§ Description of the task: Every entry is to be transcribed as it stands. Images stay out.
Dataset extract below:
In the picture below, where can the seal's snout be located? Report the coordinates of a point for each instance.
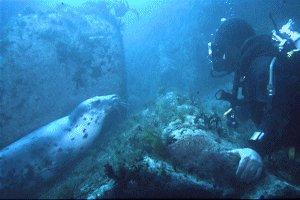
(109, 100)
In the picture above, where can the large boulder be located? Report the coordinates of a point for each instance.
(52, 60)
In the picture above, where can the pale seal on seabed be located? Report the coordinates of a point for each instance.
(41, 155)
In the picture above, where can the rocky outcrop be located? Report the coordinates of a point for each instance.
(52, 60)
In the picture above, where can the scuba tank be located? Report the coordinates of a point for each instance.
(282, 47)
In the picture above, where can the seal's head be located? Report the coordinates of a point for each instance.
(97, 104)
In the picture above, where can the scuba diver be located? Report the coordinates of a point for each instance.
(266, 88)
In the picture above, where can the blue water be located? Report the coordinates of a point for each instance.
(55, 54)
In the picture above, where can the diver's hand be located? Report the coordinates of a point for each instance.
(250, 165)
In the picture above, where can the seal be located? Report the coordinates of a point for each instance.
(35, 159)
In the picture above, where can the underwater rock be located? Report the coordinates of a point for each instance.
(272, 187)
(158, 179)
(205, 156)
(51, 61)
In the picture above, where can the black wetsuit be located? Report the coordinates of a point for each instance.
(277, 117)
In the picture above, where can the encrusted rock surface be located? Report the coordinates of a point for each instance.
(52, 60)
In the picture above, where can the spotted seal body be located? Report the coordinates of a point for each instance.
(41, 155)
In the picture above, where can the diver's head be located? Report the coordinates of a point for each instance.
(229, 38)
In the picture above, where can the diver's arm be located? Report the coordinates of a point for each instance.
(273, 113)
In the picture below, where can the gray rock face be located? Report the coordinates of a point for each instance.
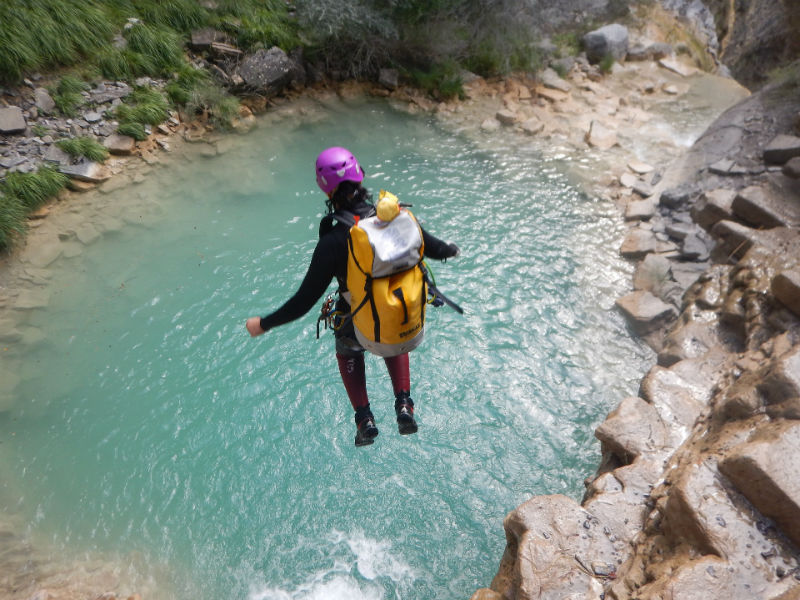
(786, 287)
(91, 172)
(764, 472)
(611, 40)
(266, 71)
(389, 78)
(713, 207)
(120, 144)
(782, 148)
(757, 206)
(554, 548)
(645, 312)
(12, 120)
(44, 102)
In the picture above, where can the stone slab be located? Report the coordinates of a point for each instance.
(12, 120)
(763, 471)
(645, 312)
(786, 287)
(781, 149)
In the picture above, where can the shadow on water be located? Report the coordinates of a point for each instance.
(161, 428)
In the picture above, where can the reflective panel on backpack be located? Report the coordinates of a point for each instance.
(386, 285)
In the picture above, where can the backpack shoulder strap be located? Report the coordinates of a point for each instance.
(330, 221)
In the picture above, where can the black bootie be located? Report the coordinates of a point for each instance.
(366, 430)
(404, 409)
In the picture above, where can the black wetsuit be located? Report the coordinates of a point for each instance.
(330, 260)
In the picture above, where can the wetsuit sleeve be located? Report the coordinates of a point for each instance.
(316, 281)
(436, 248)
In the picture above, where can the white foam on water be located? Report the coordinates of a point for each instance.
(362, 569)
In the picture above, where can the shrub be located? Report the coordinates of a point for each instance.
(84, 146)
(607, 63)
(180, 15)
(179, 90)
(39, 130)
(67, 94)
(12, 220)
(124, 64)
(145, 105)
(48, 33)
(442, 80)
(222, 108)
(161, 49)
(134, 130)
(33, 189)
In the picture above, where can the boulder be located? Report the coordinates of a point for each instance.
(553, 549)
(619, 498)
(645, 312)
(506, 117)
(652, 273)
(678, 197)
(639, 167)
(681, 392)
(786, 288)
(532, 126)
(712, 207)
(267, 71)
(792, 168)
(632, 429)
(780, 385)
(552, 80)
(202, 39)
(764, 472)
(781, 149)
(611, 40)
(88, 171)
(693, 247)
(389, 78)
(640, 210)
(677, 66)
(44, 102)
(734, 239)
(757, 207)
(638, 243)
(692, 340)
(601, 137)
(118, 144)
(12, 120)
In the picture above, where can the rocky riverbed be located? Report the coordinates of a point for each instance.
(692, 499)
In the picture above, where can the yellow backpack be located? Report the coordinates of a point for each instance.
(386, 280)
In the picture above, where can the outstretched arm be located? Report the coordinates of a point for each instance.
(438, 249)
(316, 281)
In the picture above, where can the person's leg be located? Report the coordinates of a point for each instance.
(351, 368)
(399, 372)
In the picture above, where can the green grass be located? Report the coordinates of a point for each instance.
(34, 189)
(12, 220)
(606, 64)
(43, 34)
(134, 130)
(67, 94)
(442, 80)
(210, 98)
(145, 106)
(84, 146)
(39, 130)
(161, 47)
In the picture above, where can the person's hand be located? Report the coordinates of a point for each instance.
(254, 326)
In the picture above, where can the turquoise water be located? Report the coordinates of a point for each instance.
(147, 421)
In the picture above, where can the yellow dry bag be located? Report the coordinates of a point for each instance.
(387, 287)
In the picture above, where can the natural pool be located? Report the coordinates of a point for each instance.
(147, 421)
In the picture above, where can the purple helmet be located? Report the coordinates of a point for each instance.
(335, 165)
End of Dataset extract.
§ Output for this task:
In the picture below, where can the seal's snout be located? Report the coordinates of a point for each instance.
(109, 100)
In the picture above, where can the large boulder be located? Report the coordinates of a point for each instance.
(52, 60)
In the picture above, where can the pale seal on seabed be located? Report the coordinates of a point for each instance.
(41, 155)
In the picture above, where can the rocky outcrop be located? Report the coordinates of a point for each instance.
(52, 60)
In the picture above, where can the scuba tank be located? Report the coordinates of a point for each instance.
(282, 47)
In the picture above, where can the seal's head be located? Report the coordinates of a point for each instance.
(97, 104)
In the picture above, where can the scuba diver be located? Report the coordinates of a point for each instance.
(266, 88)
In the picture above, where can the blue water be located? Report the coordinates of a point for each instance.
(55, 54)
In the picture above, where can the diver's hand be located? Report the coordinates of a point for each instance.
(250, 165)
In the picture above, where can the seal be located? Report the coordinates of a point for each instance.
(35, 159)
In the picture above, where can the underwater rock be located? Report the coordinates of a point for each instance.
(272, 187)
(158, 179)
(205, 156)
(51, 61)
In the picture above, where can the black wetsuit be located? Report the coordinates of a point for each instance.
(277, 117)
In the picture above, where can the encrusted rock surface be located? Report the coordinates of a point for each instance.
(52, 60)
In the picture above, where can the spotted seal body be located? Report the coordinates of a point for each instance.
(41, 155)
In the picture above, where can the diver's head be located? Report the coordinates of a point for each instance.
(229, 38)
In the picture above, where can the diver's arm be located? Report the coordinates of a point for each instance.
(273, 113)
In the picture below, where can the gray rock face be located? Report the coordinates of a point for each instance.
(786, 287)
(91, 172)
(764, 472)
(611, 40)
(266, 71)
(389, 78)
(713, 207)
(120, 144)
(782, 148)
(757, 206)
(554, 548)
(645, 312)
(12, 120)
(44, 102)
In the picture above, where can the stone slab be located? Report the coordinates of a point for each instance.
(12, 120)
(763, 471)
(645, 312)
(786, 287)
(781, 149)
In the picture above, where can the shadow on water be located? Report the coordinates of a point for each instance.
(161, 428)
In the picture above, where can the reflective panel on backpack be located? Report the coordinates of a point for each instance.
(386, 285)
In the picture above, where can the backpack shoulder strap be located? Report the coordinates of a point for each instance.
(330, 221)
In the picture above, where can the black bootie be located? Report the coordinates of a point for each instance.
(366, 430)
(404, 409)
In the picture above, where can the black wetsuit be located? Report the coordinates of a point for each instance.
(330, 260)
In the picture above, where can the wetsuit sleeve be located? Report the coordinates of a point for each instance.
(316, 281)
(436, 248)
In the picture above, where can the white foam on water be located? Report the coordinates of a point for each instance.
(362, 569)
In the picture above, where can the shrub be located? Report the coordinates of a point for each instance.
(84, 146)
(607, 63)
(180, 15)
(179, 90)
(39, 130)
(67, 94)
(12, 220)
(124, 64)
(145, 105)
(48, 33)
(442, 80)
(222, 108)
(161, 49)
(134, 130)
(33, 189)
In the picture above, where can the boulder be located? Report the coordinates of a point for each instance.
(553, 549)
(619, 498)
(645, 312)
(506, 117)
(652, 273)
(678, 197)
(639, 167)
(681, 392)
(786, 288)
(532, 126)
(712, 207)
(267, 71)
(792, 168)
(632, 429)
(780, 385)
(552, 80)
(202, 39)
(764, 472)
(781, 149)
(611, 40)
(88, 171)
(693, 247)
(389, 78)
(640, 210)
(677, 66)
(44, 102)
(734, 239)
(757, 207)
(638, 243)
(692, 340)
(601, 137)
(118, 144)
(12, 120)
In the picture above, where can the rocky riverbed be located? Report the coordinates of a point for each instance.
(692, 499)
In the picture above, where can the yellow backpack be located? Report the coordinates of a point for each instance.
(386, 280)
In the picture above, where can the outstretched arm be located? Report the coordinates of a point for each instance.
(438, 249)
(316, 281)
In the picture above, where can the person's leg be located? Report the coordinates of a point for each instance.
(351, 368)
(399, 372)
In the picture above, where can the green grass be located? Report the coordinates of a point for each instance.
(34, 189)
(12, 220)
(606, 64)
(43, 34)
(134, 130)
(67, 94)
(442, 80)
(210, 98)
(145, 106)
(84, 146)
(39, 130)
(161, 47)
In the picture above, where can the person's hand be located? Report the coordinates of a point for each instance.
(254, 326)
In the picture above, where can the turquoise water be located? Report the coordinates of a point for each instance.
(147, 421)
In the picture above, where can the yellow dry bag be located? Report the coordinates of a point for each instance.
(387, 287)
In the picture above, where can the natural pool be located? Report the coordinates of a point for each instance.
(147, 421)
In the picture above, where can the purple helmet be located? Report the coordinates of a point for each instance.
(335, 165)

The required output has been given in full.